А вообще, чтобы вы понимали, в России сегодня детьми занимаются девятнадцать федеральных ведомств. Каждое – со своей стороны. Нет одного, единого. Несколько раз поднимали вопрос о том, чтобы создать министерство по делам семьи, детей и женщин, как, например, в Италии, во Франции, в Германии. Везде в Европе такие есть.

После тяжелейшего разбирательства с финской стороной по делу Роберта Рантала, о котором я расскажу чуть позже, финны в ответ на все наши претензии создали министерство по делам семьи. Да и у нас в советские времена, если вы помните, был комитет по делам женщин и семьи. Сейчас его нет. Сколько раз уже поднимали этот вопрос! Я его больше не поднимаю. Просто сказал, что не надо создавать новую бюрократическую структуру, достаточно наделить этими полномочиями, например, минтрудсоцзащиты, которое было создано в 2012 году. У нас же не было разделения. Создали министерство труда и социальной защиты – так наделите его дополнительными полномочиями! Была такая идея. К сожалению, тоже не реализована.

Как бы изменилась ситуация? Я уверен, что структурно она бы изменилась очень серьезно. Вся информация стекалась бы в одни руки. Поскольку этого нет, я решил, что эту функцию возьму на себя – буду объединяющим. Мы собираем всю эту информацию за тех же губернаторов, за правительство, обобщаем и показываем. И губернатор сам смотрит и видит, что изменилось за четыре года, больше или меньше стало детских домов, детей-сирот, абортов, отказных детей и т. д. Потому что обязательно должна быть аналитика. Должна быть честная статистика, чтобы понять, от чего и куда двигаться. А главное – как.

* * *

В Ижевске очень хорошо было видно, что ситуация практически безнадежная. Сами посудите – двенадцать человек разрезали вены. Погром, бунт. Из-за чего? Директор не оставил этого Артура.

– А вы, – спрашиваю остальных, – из-за чего бунтовали?

Молчат. Начал с детьми разговаривать. Дети неохотно рассказывают, что там было, как их заставляли воровать, попрошайничать, алкоголь доставать. Постепенно немножко оживились и так слово за слово рассказали мне все подробно. Побеседовал с директором – понятно, что он занимался немножко не тем, раз допустил такое. Дальше – заседание правительства Удмуртии. Создали комиссию, которую я возглавил. И я тогда сказал, что, по моему убеждению, надо увольнять всех министров, которые за это отвечают. Сказать, что все там были в шоке, – это ничего не сказать. Надо же – приехал какой-то новый уполномоченный, месяц проработал и давай всех увольнять! Спустили проблему уровнем ниже, на уровень городского управления и всяких там комитетов, поувольняли людей. Начальников пока оставили в покое.

> **Исходные материалы**
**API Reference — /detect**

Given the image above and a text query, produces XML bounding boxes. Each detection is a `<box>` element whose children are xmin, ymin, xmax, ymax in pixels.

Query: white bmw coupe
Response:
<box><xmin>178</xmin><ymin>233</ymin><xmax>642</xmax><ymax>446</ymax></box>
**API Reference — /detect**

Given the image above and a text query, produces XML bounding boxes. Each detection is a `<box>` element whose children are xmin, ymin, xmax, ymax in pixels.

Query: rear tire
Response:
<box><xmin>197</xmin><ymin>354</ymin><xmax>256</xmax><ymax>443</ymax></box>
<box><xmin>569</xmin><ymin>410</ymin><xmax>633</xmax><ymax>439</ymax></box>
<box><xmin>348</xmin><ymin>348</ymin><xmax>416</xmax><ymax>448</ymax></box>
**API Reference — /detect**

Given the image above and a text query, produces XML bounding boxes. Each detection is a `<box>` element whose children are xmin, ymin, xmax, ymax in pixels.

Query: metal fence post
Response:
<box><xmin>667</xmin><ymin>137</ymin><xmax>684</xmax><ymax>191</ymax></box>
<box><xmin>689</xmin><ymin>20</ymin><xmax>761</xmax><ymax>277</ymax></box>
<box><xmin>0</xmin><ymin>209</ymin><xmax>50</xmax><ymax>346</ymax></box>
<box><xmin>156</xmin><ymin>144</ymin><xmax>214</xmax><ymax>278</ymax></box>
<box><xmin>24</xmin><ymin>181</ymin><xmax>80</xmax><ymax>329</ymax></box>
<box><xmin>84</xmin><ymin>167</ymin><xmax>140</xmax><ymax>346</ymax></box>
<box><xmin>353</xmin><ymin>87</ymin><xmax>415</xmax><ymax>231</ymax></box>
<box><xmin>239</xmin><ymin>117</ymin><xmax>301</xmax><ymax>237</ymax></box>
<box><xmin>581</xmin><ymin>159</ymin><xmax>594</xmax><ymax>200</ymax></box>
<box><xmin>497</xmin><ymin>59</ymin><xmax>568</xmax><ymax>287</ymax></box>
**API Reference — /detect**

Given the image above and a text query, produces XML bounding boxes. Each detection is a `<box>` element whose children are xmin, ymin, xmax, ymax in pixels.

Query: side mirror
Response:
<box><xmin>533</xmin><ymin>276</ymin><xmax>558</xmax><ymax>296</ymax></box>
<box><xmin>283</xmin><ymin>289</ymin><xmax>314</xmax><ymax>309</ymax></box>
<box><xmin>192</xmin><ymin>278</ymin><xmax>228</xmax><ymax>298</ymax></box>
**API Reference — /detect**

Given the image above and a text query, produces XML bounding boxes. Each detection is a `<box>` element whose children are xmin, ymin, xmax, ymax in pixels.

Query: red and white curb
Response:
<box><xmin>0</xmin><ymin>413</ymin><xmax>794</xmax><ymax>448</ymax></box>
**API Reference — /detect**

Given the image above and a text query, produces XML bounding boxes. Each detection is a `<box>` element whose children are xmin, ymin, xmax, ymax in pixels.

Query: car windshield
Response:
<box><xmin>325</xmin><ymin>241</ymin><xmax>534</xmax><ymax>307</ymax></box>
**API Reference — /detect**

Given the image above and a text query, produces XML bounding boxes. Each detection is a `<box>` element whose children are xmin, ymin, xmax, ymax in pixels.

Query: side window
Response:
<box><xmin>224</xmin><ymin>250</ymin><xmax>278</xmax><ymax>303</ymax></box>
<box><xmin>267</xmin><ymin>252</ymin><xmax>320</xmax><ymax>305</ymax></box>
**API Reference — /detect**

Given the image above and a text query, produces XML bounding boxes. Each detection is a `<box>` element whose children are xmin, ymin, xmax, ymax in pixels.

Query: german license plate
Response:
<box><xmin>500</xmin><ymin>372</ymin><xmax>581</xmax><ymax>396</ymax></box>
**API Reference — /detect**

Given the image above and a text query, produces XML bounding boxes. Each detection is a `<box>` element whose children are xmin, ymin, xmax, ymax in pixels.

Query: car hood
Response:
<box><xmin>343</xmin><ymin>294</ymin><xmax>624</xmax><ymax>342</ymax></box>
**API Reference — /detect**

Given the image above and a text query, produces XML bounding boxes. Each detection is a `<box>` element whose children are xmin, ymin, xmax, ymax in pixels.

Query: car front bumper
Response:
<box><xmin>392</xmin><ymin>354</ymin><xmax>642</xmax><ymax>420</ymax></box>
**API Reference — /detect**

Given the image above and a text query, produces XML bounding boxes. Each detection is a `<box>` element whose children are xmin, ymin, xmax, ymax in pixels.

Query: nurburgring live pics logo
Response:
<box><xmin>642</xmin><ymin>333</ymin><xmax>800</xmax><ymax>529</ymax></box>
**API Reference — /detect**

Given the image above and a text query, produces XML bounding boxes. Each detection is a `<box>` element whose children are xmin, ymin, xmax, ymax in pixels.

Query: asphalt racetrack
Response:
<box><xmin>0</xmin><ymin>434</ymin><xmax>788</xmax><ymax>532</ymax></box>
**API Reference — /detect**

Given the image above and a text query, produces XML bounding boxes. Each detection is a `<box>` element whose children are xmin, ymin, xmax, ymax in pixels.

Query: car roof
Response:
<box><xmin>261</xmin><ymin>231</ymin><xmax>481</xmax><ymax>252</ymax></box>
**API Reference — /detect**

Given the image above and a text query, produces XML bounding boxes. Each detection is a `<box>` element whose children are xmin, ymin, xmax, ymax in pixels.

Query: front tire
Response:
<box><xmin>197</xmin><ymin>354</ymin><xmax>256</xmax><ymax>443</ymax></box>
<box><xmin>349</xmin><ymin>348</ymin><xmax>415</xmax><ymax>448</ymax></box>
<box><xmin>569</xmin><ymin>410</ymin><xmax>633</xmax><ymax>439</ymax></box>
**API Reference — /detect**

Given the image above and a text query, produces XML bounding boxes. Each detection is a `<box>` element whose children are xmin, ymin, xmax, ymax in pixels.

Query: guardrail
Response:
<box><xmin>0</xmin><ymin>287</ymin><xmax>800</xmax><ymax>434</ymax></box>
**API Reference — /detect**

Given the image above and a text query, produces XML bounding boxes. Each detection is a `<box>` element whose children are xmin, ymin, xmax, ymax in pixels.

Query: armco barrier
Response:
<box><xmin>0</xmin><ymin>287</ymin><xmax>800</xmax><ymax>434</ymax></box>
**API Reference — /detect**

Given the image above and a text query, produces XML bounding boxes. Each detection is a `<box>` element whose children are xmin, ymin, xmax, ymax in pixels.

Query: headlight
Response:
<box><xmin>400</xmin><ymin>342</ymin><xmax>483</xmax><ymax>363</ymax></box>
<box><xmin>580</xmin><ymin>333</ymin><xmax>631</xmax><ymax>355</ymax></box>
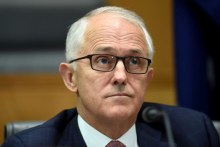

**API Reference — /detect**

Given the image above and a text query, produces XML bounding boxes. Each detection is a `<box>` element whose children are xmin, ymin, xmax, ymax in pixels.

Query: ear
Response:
<box><xmin>147</xmin><ymin>67</ymin><xmax>154</xmax><ymax>82</ymax></box>
<box><xmin>59</xmin><ymin>63</ymin><xmax>77</xmax><ymax>92</ymax></box>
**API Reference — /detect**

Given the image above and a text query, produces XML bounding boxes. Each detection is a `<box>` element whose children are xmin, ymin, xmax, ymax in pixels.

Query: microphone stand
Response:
<box><xmin>142</xmin><ymin>106</ymin><xmax>175</xmax><ymax>147</ymax></box>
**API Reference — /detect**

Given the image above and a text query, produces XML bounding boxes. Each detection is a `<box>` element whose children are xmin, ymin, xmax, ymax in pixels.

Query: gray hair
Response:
<box><xmin>66</xmin><ymin>6</ymin><xmax>154</xmax><ymax>61</ymax></box>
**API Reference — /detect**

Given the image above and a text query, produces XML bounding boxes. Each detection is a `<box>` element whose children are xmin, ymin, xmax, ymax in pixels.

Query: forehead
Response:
<box><xmin>81</xmin><ymin>13</ymin><xmax>147</xmax><ymax>53</ymax></box>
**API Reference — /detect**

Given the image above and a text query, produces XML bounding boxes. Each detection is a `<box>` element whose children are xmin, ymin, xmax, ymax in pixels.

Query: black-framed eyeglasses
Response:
<box><xmin>69</xmin><ymin>54</ymin><xmax>151</xmax><ymax>74</ymax></box>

> **Письменное задание**
Сколько федеральных ведомств, согласно фрагменту текста, сегодня занимаются детьми в России? Ответьте, пожалуйста, коротко.

> **Результат задания**
Девятнадцать федеральных ведомств.